:: PROBLEM TO SOLVE ::
Images should be left out, and everything else in the listing reproduced exactly.

(Data extracted from a collection)
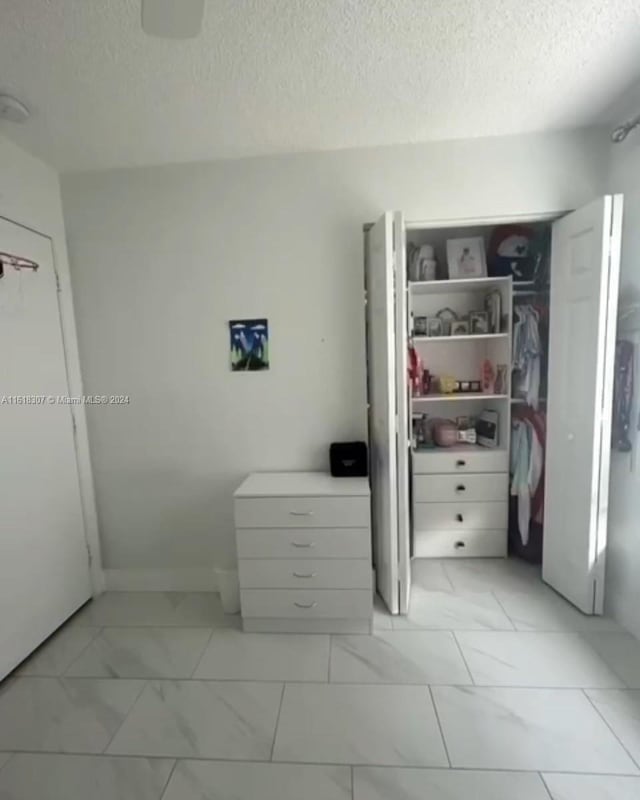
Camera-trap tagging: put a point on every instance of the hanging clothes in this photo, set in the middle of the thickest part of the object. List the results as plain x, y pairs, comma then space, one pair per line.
527, 468
622, 396
527, 353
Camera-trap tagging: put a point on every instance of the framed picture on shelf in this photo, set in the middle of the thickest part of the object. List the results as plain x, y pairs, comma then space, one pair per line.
478, 322
466, 258
434, 326
459, 327
493, 307
487, 428
419, 326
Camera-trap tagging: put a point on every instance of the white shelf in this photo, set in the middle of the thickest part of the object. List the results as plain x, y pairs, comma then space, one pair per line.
458, 449
459, 285
458, 397
467, 337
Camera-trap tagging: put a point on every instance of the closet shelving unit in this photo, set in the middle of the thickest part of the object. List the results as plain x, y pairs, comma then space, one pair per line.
418, 507
459, 494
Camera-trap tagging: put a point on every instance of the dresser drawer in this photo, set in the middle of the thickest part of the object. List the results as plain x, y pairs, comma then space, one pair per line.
460, 544
302, 512
294, 573
479, 487
298, 543
460, 460
307, 603
459, 516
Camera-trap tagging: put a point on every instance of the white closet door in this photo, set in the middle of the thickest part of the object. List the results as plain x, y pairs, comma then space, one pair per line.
584, 292
386, 356
44, 571
402, 405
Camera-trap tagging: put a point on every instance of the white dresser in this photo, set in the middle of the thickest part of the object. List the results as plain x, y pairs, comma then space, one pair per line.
460, 504
304, 553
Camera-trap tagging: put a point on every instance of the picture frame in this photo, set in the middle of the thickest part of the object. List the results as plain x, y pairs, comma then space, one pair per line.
419, 326
493, 307
487, 428
434, 326
466, 258
459, 327
478, 322
249, 345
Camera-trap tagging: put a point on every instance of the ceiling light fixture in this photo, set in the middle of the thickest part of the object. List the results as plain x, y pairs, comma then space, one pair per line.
12, 110
622, 131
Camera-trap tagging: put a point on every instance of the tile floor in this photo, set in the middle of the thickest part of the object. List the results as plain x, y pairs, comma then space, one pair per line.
492, 688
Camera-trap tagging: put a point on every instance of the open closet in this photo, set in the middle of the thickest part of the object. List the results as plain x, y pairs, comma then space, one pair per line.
490, 349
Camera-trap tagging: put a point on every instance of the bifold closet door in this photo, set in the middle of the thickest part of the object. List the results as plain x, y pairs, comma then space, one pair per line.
386, 364
44, 571
585, 262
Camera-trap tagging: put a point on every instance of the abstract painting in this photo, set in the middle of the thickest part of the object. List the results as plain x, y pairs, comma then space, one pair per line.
249, 340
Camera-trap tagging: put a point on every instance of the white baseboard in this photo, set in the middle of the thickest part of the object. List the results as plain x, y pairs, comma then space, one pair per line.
625, 611
196, 579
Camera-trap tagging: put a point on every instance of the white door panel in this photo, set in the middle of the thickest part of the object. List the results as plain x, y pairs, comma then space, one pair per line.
402, 404
381, 359
44, 572
584, 286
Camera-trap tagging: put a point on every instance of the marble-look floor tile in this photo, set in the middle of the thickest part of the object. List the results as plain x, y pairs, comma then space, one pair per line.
621, 651
54, 656
392, 783
556, 730
492, 574
265, 657
131, 609
621, 710
547, 611
349, 724
449, 611
201, 780
507, 658
201, 719
382, 619
430, 574
135, 609
422, 657
58, 777
205, 609
592, 787
142, 653
63, 715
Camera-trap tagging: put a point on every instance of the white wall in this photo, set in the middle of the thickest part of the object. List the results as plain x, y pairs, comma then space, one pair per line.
623, 559
162, 258
30, 196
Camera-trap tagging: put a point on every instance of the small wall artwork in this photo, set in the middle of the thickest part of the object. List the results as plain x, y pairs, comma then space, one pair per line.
249, 341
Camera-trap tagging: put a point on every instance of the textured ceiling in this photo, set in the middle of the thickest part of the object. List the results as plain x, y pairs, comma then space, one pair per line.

:: TASK RESULT ::
Camera-trap tagging: put a point on every instance of the hanging clothes in this photo, set in the middle of the thickest part of the object. List the results as plain x, y pairs, comma then space, one pair per line.
527, 468
622, 396
527, 353
Camera-trap tagging: put a point on every instance of the framed picture on shelf in this photo, set in the middle of the thickest part of the object. List the results as plain x, y pairs, comma then space, one pair per line.
478, 322
466, 258
434, 326
459, 327
493, 307
487, 428
419, 326
Camera-trap tagging: put a point on every instance of the white shelf in this photo, set in the middle of the thickest part of the object. List the results as plain x, y pairs, comma then space, one pair per line.
458, 449
459, 285
458, 397
467, 337
Camera-trap tagging: put a point on every instance of the closet shelving unit in this photo, set in the middle of the thickest part of the object. List the results as plain x, y pairs, comma then space, one pair per line.
418, 507
459, 494
Camera-trap tagging: put a point on every instance of the dresser drawer in this photo, set in the middle of the thickest part of the object. List the results as plain x, y pairs, comma then space, one pair per line.
460, 544
302, 512
294, 573
479, 487
298, 543
460, 460
307, 603
459, 516
Camera-trap tagging: put a point on every instance of the white closet door in this photo, set in the middle of the thickest part of the object. List the results as plain x, y pairs, comma then space, one pair per line.
584, 292
386, 356
44, 571
402, 405
Camera-trap tagging: put a point on every instance of the white dresser in this photo, set in the middle of the thickest part of the object. List the results as plain x, y pairs, comma then space, one pair per line.
460, 504
304, 553
Camera-trap tagging: put a point on every instance of the picture frame in this photo, set in the middle of the thickest part of the object. List the results as plain x, y pairs, comma then space, one pair per line.
419, 326
493, 307
487, 428
434, 326
466, 258
459, 327
478, 322
249, 345
Camera-trap tagging: put a point on every instance of the ceiling light fixture in this photo, set in the middle of the thickest part of the object. List the results as plain x, y pairs, comma then space, one pair per line.
12, 110
622, 131
Camera-trap tagging: put a point on every instance of the tile floor in this photo, set in the middle of the thickest part of the object. List the results as plain x, y pairs, comma then space, one pair per line.
492, 688
Camera-trap tagging: put a point on every instance of the open closet in this photo, set in the middle of the thickest part of the object. List the results as plain x, y pairs, comma then space, one pair per line.
490, 349
Camera-trap tagging: put a point on every instance of the bifold closet door in this photo, set in the middle of the thickest part of the object. List the results as plain x, y pairs, comma then space, one pair per line.
386, 364
44, 571
585, 262
Camera-trap tagging: put a point on every instance of the abstract painting in this photo, set in the middle of the thickest part of the object. List the results as plain x, y pairs, comma then space, one pair per line.
249, 340
Camera-trap tagging: put a point on every instance of the white baseboard in this photo, set in the middle of the thickest part of the object. List the results as plain x, y pairs, comma then space, one pair per line.
625, 611
196, 579
Camera-trap tagging: put a point on every instance of the white door panel in this photo, set in the middle of the thickest part of the object. List the results as plain x, y pairs, comma then space, one pair per line.
402, 404
381, 359
44, 572
584, 286
Camera-trap tagging: put a point on every instance of the marble-look floor tile in this photo, set in the middle of the thickest part of the object. List the results as plain x, y pairs, comma then space, one pair per line.
621, 651
54, 656
392, 783
556, 730
492, 574
265, 657
131, 609
621, 710
547, 611
349, 724
449, 611
201, 780
507, 658
201, 719
382, 619
430, 574
135, 609
422, 657
58, 777
205, 609
592, 787
142, 653
63, 715
Camera-trap tagging: put a point on every instance of the white wall in this photo, set in the middle of the thickest part of the object. List the results as plain x, y pairs, comma then space, one pair per line.
623, 559
162, 258
30, 196
Camera-trap tagging: put a point on every instance of the small wall artwork in this photo, set in the middle of the thickest part of the object. List the results as plain x, y pairs, comma then space, one pair per line.
249, 341
Camera-trap tagging: put a point on every instance of the textured ceiling in this photo, set in the middle of the thickest part of the object. List the results as plain x, y pairs, comma then space, one pair per line.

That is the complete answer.